TASKS FOR THIS EXERCISE =
#1 Summarize the forum post about word-prediction memory in two sentences.
#2 Copy the forum post about word-prediction memory from "To be more clear, this" through "change any thing.", substituting "TreeMap" for "HashMap" throughout.

Hello,
I'm currently working on a word prediction in Java. For this, I'm using a NGram based model, but I have some memory issues...
In a first time, I had a model like this :
public class NGram implements Serializable {
private static final long serialVersionUID = 1L;
private transient int count;
private int id;
private NGram next;
public NGram(int idP) {
this.id = idP;
}
}
But it's takes a lot of memory, so I thought I need optimization, and I thought, if I have "hello the world" and "hello the people", instead of get two ngram, I could keep in one that keep "Hello the" and then have two possibilty : "people" and "world".
To be more clear, this is my new model :
public class BNGram implements Serializable {
private static final long serialVersionUID = 1L;
private int id;
private HashMap<Integer,BNGram> next;
private int count = 1;
public BNGram(int idP) {
this.id = idP;
this.next = new HashMap<Integer, BNGram>();
}
}
But it seems that my second model consume twice more memory... I think it's because of HashMap, but I don't how to reduce this? I tried to use different Map implementations like Trove or others, but it don't change any thing.
To give you a idea, for a text of 9MB with 57818 different word (different, but it's not the total number of word), after NGram generation, my javaw process consume 1.2GB of memory... If I save it with GZIPOutputStream, it takes arround 18MB on the disk.
So my question is : how can I do to use less memory ? Can I make something with compression (as the Serialization). I need to add this to a other application, so I need to reduce the memory usage before...
Thanks a lot, and sorry for my bad english...
ZiMath

RAW RECORDS =
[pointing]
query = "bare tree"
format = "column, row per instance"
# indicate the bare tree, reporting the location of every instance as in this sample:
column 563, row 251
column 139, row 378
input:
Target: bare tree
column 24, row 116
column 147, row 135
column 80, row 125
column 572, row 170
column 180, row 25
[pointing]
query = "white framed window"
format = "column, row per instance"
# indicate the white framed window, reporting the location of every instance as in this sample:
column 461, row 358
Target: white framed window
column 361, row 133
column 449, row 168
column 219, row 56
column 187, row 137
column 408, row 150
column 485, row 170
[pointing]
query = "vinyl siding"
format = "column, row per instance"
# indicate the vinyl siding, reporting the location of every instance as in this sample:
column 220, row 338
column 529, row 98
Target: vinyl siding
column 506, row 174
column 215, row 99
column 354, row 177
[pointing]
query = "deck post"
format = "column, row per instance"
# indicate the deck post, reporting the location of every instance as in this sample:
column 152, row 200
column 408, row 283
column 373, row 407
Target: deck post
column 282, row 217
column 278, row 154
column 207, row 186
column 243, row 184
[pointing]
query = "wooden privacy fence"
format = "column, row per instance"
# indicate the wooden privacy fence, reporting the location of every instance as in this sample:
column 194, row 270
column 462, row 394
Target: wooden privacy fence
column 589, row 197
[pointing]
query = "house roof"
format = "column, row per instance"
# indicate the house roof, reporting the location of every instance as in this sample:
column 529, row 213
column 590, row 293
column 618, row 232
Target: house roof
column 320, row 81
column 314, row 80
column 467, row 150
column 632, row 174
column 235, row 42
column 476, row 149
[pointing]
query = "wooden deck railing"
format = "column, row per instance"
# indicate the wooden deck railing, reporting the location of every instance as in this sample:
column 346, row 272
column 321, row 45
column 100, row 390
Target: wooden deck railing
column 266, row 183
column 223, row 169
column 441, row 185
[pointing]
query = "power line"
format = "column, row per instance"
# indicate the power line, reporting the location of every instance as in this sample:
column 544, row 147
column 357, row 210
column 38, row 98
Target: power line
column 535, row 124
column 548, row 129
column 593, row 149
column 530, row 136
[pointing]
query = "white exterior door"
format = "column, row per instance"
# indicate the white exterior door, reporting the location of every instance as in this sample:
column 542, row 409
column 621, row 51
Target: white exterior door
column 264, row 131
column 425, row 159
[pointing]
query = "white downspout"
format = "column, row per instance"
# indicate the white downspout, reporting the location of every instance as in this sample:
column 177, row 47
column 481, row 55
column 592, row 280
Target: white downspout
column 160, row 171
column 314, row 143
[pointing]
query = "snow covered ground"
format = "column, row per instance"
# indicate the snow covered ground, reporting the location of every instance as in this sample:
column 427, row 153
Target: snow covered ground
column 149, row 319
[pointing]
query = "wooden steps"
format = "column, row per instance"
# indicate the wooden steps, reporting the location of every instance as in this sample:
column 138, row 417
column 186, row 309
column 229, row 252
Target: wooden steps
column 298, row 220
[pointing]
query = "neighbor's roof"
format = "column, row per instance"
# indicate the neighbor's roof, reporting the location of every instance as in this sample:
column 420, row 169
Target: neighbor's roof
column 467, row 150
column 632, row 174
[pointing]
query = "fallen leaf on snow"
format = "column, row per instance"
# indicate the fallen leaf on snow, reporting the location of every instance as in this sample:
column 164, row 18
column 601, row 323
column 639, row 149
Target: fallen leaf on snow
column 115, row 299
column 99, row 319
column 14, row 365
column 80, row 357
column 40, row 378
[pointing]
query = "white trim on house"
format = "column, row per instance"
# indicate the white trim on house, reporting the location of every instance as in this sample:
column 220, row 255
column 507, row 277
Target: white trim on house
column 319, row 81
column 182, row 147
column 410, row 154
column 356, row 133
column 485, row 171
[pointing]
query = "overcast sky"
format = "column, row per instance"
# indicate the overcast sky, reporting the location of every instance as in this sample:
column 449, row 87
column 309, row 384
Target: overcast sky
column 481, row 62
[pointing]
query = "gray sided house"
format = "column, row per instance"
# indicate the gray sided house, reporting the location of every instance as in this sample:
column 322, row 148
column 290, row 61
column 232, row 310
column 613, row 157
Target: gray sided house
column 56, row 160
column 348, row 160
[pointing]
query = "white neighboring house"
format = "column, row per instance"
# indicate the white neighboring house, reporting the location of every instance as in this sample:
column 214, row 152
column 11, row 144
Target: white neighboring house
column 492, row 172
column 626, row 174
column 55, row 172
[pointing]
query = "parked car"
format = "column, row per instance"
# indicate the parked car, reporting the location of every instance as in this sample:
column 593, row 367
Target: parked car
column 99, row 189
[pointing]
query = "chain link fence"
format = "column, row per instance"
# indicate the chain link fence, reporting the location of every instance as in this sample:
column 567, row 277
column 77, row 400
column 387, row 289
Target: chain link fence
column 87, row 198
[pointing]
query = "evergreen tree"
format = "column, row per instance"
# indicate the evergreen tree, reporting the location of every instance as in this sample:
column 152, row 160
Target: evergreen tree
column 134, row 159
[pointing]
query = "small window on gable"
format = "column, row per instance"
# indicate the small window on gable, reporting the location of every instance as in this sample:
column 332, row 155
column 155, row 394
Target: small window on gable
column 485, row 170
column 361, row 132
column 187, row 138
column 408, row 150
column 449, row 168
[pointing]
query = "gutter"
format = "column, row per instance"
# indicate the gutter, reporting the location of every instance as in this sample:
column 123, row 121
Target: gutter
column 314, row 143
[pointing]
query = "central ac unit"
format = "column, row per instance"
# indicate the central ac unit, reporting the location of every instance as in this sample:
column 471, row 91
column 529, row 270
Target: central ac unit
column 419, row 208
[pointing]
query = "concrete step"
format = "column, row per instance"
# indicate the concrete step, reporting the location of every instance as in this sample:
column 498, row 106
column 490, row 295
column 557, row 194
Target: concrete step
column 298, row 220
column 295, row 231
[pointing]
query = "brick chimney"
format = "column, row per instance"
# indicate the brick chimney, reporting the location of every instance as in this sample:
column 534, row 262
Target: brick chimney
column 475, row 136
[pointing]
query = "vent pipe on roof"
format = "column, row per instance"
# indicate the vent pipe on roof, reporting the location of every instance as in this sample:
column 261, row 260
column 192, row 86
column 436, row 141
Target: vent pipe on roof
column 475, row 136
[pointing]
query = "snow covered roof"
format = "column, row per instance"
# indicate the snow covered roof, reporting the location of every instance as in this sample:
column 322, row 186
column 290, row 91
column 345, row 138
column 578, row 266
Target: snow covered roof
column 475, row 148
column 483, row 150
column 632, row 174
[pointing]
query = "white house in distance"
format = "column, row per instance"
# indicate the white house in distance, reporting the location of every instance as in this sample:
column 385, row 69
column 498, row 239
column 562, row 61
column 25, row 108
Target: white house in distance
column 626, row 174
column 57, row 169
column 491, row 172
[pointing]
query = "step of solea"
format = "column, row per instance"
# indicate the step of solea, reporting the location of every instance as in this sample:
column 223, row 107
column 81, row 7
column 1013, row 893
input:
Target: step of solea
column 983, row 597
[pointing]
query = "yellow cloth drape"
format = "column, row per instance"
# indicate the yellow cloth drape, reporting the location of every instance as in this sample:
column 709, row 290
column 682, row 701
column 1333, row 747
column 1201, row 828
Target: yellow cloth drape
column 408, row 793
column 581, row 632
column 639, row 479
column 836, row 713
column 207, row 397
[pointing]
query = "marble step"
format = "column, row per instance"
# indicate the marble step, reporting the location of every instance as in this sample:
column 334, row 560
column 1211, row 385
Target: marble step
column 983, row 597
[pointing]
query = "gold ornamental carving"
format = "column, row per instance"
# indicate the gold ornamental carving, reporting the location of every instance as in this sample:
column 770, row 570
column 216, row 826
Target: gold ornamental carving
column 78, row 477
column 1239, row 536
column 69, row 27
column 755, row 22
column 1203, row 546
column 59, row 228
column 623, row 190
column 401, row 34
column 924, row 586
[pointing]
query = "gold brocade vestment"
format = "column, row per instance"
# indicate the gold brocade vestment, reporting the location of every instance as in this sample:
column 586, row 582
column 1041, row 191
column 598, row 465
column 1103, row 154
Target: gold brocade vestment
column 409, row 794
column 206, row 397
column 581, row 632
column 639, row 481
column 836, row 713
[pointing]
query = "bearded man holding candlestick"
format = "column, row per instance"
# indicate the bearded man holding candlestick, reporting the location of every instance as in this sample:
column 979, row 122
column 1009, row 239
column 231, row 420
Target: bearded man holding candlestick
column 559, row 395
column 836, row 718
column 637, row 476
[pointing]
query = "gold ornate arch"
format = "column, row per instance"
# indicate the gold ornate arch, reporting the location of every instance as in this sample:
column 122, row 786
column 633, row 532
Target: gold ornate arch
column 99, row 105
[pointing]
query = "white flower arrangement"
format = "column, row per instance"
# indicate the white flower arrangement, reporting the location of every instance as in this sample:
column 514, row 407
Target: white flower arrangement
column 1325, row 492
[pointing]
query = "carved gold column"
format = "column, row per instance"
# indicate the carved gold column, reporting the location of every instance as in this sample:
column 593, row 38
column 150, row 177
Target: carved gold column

SOLUTIONS TO THE TASKS =
#1 The writer is building word prediction in Java with an NGram model and has run into memory problems, and a second model that shares common word sequences through a HashMap of following words uses about twice the memory of the first. With a 9MB text of 57818 different words, the process takes 1.2GB of memory, and the writer asks how to use less, perhaps through compression.

#2
To be more clear, this is my new model :
public class BNGram implements Serializable {
private static final long serialVersionUID = 1L;
private int id;
private TreeMap<Integer,BNGram> next;
private int count = 1;
public BNGram(int idP) {
this.id = idP;
this.next = new TreeMap<Integer, BNGram>();
}
}
But it seems that my second model consume twice more memory... I think it's because of TreeMap, but I don't how to reduce this? I tried to use different Map implementations like Trove or others, but it don't change any thing.